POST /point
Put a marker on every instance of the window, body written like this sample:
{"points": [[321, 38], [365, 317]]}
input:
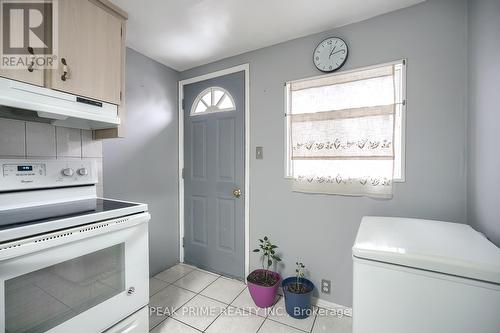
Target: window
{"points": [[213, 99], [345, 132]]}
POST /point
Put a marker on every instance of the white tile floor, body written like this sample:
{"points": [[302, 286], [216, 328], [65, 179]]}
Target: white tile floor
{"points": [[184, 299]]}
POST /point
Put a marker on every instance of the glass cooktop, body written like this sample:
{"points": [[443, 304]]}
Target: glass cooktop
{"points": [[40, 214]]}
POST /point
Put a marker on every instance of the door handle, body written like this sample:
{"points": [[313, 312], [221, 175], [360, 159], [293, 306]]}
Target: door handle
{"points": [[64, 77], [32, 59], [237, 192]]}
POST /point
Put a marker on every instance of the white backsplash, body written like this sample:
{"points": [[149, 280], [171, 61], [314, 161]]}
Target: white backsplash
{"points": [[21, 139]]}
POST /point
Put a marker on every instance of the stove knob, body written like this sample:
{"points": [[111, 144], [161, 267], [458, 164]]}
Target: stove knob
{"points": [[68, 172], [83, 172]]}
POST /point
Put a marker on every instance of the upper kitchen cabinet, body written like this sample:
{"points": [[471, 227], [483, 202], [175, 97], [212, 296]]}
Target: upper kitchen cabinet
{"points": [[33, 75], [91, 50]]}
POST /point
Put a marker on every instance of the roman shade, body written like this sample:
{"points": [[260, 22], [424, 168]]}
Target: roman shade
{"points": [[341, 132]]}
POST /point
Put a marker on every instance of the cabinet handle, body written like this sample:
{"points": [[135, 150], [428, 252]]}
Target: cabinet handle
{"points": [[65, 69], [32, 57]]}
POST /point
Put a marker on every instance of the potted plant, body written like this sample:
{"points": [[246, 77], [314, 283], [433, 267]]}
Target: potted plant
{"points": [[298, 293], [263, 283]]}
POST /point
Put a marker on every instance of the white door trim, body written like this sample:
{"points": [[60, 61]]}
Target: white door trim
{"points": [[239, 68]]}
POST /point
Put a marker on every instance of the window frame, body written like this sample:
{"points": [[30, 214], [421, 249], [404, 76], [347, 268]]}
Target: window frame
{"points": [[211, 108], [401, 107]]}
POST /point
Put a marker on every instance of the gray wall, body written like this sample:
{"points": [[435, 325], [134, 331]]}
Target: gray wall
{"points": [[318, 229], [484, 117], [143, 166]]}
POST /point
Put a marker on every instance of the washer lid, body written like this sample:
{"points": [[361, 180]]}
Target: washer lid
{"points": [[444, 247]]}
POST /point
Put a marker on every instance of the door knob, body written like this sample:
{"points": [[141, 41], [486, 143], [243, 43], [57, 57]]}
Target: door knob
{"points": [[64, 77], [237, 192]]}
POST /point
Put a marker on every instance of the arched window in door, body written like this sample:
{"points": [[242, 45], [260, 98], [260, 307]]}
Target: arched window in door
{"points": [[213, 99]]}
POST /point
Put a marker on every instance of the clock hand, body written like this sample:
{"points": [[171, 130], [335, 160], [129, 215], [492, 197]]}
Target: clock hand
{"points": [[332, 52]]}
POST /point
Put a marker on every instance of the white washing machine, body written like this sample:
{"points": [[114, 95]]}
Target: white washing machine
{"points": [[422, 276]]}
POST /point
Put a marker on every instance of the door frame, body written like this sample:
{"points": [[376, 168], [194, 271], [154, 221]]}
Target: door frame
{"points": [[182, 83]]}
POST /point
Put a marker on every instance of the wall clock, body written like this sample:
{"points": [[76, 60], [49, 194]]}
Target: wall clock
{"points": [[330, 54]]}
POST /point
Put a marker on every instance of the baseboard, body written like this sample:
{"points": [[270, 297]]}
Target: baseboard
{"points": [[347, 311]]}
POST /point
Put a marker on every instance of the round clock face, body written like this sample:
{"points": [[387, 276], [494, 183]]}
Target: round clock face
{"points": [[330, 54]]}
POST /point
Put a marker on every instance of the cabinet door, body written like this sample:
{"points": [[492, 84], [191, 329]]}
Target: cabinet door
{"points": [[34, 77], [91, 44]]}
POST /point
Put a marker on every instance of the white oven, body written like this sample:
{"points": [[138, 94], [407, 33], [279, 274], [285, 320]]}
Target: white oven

EXERCISE DIRECTIONS:
Pictures are not part of the copy; output everything else in the records exactly.

EXERCISE ANSWER:
POST /point
Put a marker on every instance of the window, body written like this sample:
{"points": [[321, 38], [365, 317]]}
input:
Target: window
{"points": [[213, 99], [345, 132]]}
POST /point
Put a marker on every instance of the white tile floor, body written like this sample:
{"points": [[302, 286], [216, 328], [65, 179]]}
Target: white tile floor
{"points": [[184, 299]]}
POST /point
Put a marker on every instance of the glass cooktop, body written like this sample:
{"points": [[443, 304]]}
Target: glass cooktop
{"points": [[40, 214]]}
POST /point
Put a marker on every instance of the door handle, body written like this sample:
{"points": [[313, 312], [221, 175], [360, 159], [293, 306]]}
Target: door handle
{"points": [[64, 77], [32, 59], [237, 192]]}
POST /point
Put a marker on every instance of the white backsplash, body written like this sample:
{"points": [[149, 280], [171, 61], [314, 161]]}
Target: white backsplash
{"points": [[21, 139]]}
POST /point
Put a marker on every instance of the stove knob, body written like this sample:
{"points": [[111, 144], [161, 267], [458, 164]]}
Target: stove knob
{"points": [[68, 172], [83, 172]]}
POST /point
Put a marker on every instance of the upper kitchen cabinet, body written like this sample:
{"points": [[471, 227], [483, 202], [175, 97], [212, 296]]}
Target: upper kitchen cabinet
{"points": [[33, 75], [91, 50]]}
POST /point
Put a marker on every instance of the roman shade, body written like this sample:
{"points": [[260, 22], [424, 168]]}
Target: roman shade
{"points": [[341, 132]]}
POST /point
Put a marker on every instance of the cabinet handle, body written like this sample:
{"points": [[135, 150], [428, 252]]}
Target: cabinet handle
{"points": [[65, 69], [32, 57]]}
POST /point
Put a marker on every instance of the potted plant, body written like this sample:
{"points": [[246, 77], [314, 283], [433, 267]]}
Target: potted plant
{"points": [[298, 293], [263, 283]]}
POST /point
Put a marker on every instance of the white door trim, body written like this sample:
{"points": [[60, 61]]}
Target: white door trim
{"points": [[239, 68]]}
POST /point
Put a marker on every instance of the window frame, body written like this sample:
{"points": [[30, 214], [421, 249], [404, 76], [347, 268]]}
Target: window frame
{"points": [[211, 108], [401, 107]]}
POST /point
Put a marker on every instance of the gray wall, body written like this sample:
{"points": [[435, 325], [134, 331]]}
Target: gray wall
{"points": [[318, 229], [484, 117], [143, 166]]}
POST /point
Put a marker on every instance of the washer lid, body written like this sample:
{"points": [[361, 180]]}
Target: washer lid
{"points": [[444, 247]]}
POST /point
Put a marker on every instance of the door knob, body written like this sample:
{"points": [[141, 41], [486, 143], [243, 43], [57, 57]]}
Target: door knob
{"points": [[64, 77], [237, 192]]}
POST /point
Put a marker on every instance of the arched window in door, body written like this sample:
{"points": [[242, 45], [260, 98], [260, 307]]}
Target: arched window in door
{"points": [[213, 99]]}
POST /point
Put a marker on every instance of the clock hand, body written like this sample:
{"points": [[171, 130], [335, 160], [129, 215], [492, 197]]}
Target: clock hand
{"points": [[332, 52]]}
POST /point
Put a marker on every instance of the white washing machine, body written like this sample:
{"points": [[114, 95]]}
Target: white washing machine
{"points": [[422, 276]]}
POST /point
Put a marker on every instance of the door frame, body written like this sample:
{"points": [[376, 168], [194, 271], [154, 221]]}
Target: door frame
{"points": [[182, 83]]}
POST /point
Put a marker on every instance of the wall clock, body written like this sample:
{"points": [[76, 60], [49, 194]]}
Target: wall clock
{"points": [[330, 54]]}
POST /point
Put a marker on every instance of the baseboard, body written like this sample:
{"points": [[270, 297]]}
Target: baseboard
{"points": [[347, 311]]}
POST /point
Put a marker on every instance of the round clock face, body written like this sample:
{"points": [[387, 276], [494, 183]]}
Target: round clock face
{"points": [[330, 54]]}
POST /point
Put a marker on every instance of the cabinet door, body written like this sample:
{"points": [[492, 84], [191, 329]]}
Target: cabinet door
{"points": [[34, 77], [91, 44]]}
POST /point
Put a marker on every instance of the white oven, body written like this sample:
{"points": [[138, 94], [407, 33], [279, 274], [285, 320]]}
Target: white oven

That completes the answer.